##### SELECTED TEXT

The history of Prosperous Snow written for the group Reminiscences
Jamál (Beauty), 11 Qudrat (Power), 173 BE - Sunday, November 13, 2016 AD about 10:51 AM Pacific Standard Time
Morning Session - Covering Various Subjects
Thirteen days into NaNo and I still have a lot of things I need to write about. I don't think I've dealt with some of the issues I planned to deal with in this year's NaNoWriMo session. I have to get to part of those today. I've noticed that one of my problems, which I think I've mentioned before, is worrying. I worry and then have difficulty writing about anything. I also sit down to write and find that my Inner Critic keeps telling me I have nothing to write about or that I can't think of anything. This is a lie because I know I have a lot to write about, but I think that the problems is fear. There are some things I'm afraid to write about.
The fear goes away when I prayer or intone God's Most Great Name so I need to focus on that when I'm making entries for NaNoWriMo or for that matter anything else. One of the physical problems I have is an overactive bladder. This causes issues when I go to write because when I get up to go to the bathroom I sometime forget what I was writing about. I don't think I'm as healthy as I think I am sometimes. Then again I could be healthier then I think I am. I'll have to write more about this later because now I want to get to some of the questions from the past week that I haven't dealt with as yet.
I was going to start this writing session with the title "The Time of year for memories ". I didn't because I didn't check the title I had decided on. This may be one reason I haven't gotten to the questions I wanted to answer in November 2016. I've been starting out a writing session by just sitting down, opening a document and beginning to write. If I don't complete the 2000 words in the first writing session of the day then I look for other topics, but I don't check the topics I decided on in October.

##########
##### DATASET

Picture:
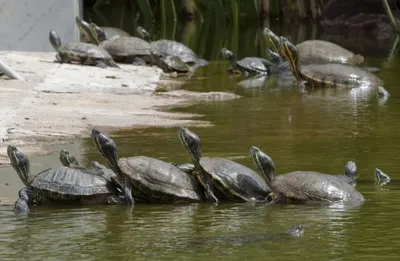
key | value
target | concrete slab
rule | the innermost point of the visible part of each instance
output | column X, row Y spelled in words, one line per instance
column 58, row 103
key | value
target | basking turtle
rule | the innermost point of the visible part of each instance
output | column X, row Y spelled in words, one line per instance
column 304, row 186
column 104, row 33
column 169, row 64
column 83, row 53
column 248, row 64
column 328, row 74
column 124, row 49
column 172, row 48
column 222, row 178
column 317, row 51
column 152, row 180
column 73, row 185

##########

● EXERCISE AIM:
Copy out, word for word, the part of the NaNoWriMo journal entry above starting at "The history of" and ending at "afraid to write about.".

● SOLVED PROBLEM:
The history of Prosperous Snow written for the group Reminiscences
Jamál (Beauty), 11 Qudrat (Power), 173 BE - Sunday, November 13, 2016 AD about 10:51 AM Pacific Standard Time
Morning Session - Covering Various Subjects
Thirteen days into NaNo and I still have a lot of things I need to write about. I don't think I've dealt with some of the issues I planned to deal with in this year's NaNoWriMo session. I have to get to part of those today. I've noticed that one of my problems, which I think I've mentioned before, is worrying. I worry and then have difficulty writing about anything. I also sit down to write and find that my Inner Critic keeps telling me I have nothing to write about or that I can't think of anything. This is a lie because I know I have a lot to write about, but I think that the problems is fear. There are some things I'm afraid to write about.